A design process for creating better automated voice experiences

Using the approaches described above, the Amazon Polly automated voice experience can be iteratively improved to provide the most natural possible experience. Use the Amazon Polly TTS Console to test and iterate the voice in real-time (an AWS account is required).

  1. Where possible, create specific text using a focussed content design approach.
  2. Choose an Amazon Polly voice that is appropriate (usually regionally) to the user.
  3. Implement basic SSML tags to create structure (using paragraphs) and natural breathing (using auto-breaths).
  4. Curate the speech more explicitly by iteratively applying SSML tags to enhance the phrasing and pronunciation of the text.
  5. Maximise the natural effect of the speech by applying SSML tags to affect the rhythm, key phrases and regional specificity of the text.

By way of demonstration, let’s consider the context of a simple introductory message to a voicemail system – requiring a personal tone, a greeting, a dynamic summary of the current inbox status and what actions are available. The following code demonstrates the outcome of iteratively improving the experience using the process above, or listen to a ‘before and after’ of the resulting speech using the Amazon Polly ‘Amy’ UK English voice.

Simple steps to create better voice experiences

Modern speech synthesis engines such as Amazon Polly deliver a powerful and effective automated voice experience out of the box and can be enhanced further with only a few simple methods. However, when engaging with users through voice, an ‘interface’ that we start to use as humans in our early years and typically grow to use at a highly advanced and complex level, every minor improvement and attention to minuscule detail can significantly improve the user experience. Speech synthesis engines are currently still imitative, synthetic reproductions of our primary means of communication, but with relatively little effort designers can use the methods described above to iterate the content and voice customisation to make the voice experience more natural. For developers, understanding the methods above could also help with scripted dynamic content, where many of the methods described above could be built into rulesets that could curate the text programmatically.

* Supplied entries:

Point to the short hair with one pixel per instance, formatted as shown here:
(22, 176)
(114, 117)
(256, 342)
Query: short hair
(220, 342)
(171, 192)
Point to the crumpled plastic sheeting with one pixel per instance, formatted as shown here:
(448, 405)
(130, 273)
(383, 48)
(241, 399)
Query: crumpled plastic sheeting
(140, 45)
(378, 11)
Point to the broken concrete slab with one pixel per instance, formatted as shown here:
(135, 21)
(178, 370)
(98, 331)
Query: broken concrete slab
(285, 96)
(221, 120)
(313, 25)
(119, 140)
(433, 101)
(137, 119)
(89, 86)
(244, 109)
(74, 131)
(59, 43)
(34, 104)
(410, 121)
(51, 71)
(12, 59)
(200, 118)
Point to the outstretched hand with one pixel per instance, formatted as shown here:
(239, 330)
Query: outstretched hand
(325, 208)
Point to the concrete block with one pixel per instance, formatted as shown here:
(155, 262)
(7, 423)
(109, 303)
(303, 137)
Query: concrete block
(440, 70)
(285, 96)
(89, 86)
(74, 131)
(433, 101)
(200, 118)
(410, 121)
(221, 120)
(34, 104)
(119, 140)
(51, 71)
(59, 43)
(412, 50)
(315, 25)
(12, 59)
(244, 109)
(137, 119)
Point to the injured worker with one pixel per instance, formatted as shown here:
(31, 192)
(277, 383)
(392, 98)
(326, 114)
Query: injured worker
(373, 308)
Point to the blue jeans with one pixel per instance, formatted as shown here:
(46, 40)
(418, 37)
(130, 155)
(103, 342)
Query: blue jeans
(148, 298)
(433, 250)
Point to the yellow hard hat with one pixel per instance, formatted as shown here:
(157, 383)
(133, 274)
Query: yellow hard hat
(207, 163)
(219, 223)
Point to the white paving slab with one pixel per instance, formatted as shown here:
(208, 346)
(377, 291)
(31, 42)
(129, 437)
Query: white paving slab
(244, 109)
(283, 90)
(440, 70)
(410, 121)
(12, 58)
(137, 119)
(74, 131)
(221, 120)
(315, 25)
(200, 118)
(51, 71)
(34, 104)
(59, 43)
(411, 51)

* Problem to work on:
For each statement below, answer yes or no to say whether it agrees with the Amazon Polly passage, and quote the passage's deciding words.
1. The process advises choosing a voice that suits the user, usually by region.
2. The Amazon Polly TTS Console can be used without an AWS account.
3. The demonstration uses the Amazon Polly 'Amy' voice in US English.
The material has no connection to the Amazon Polly passage.

* Answer section:
1. Yes: "Choose an Amazon Polly voice that is appropriate (usually regionally) to the user."
2. No: "(an AWS account is required)"
3. No: "the Amazon Polly ‘Amy’ UK English voice"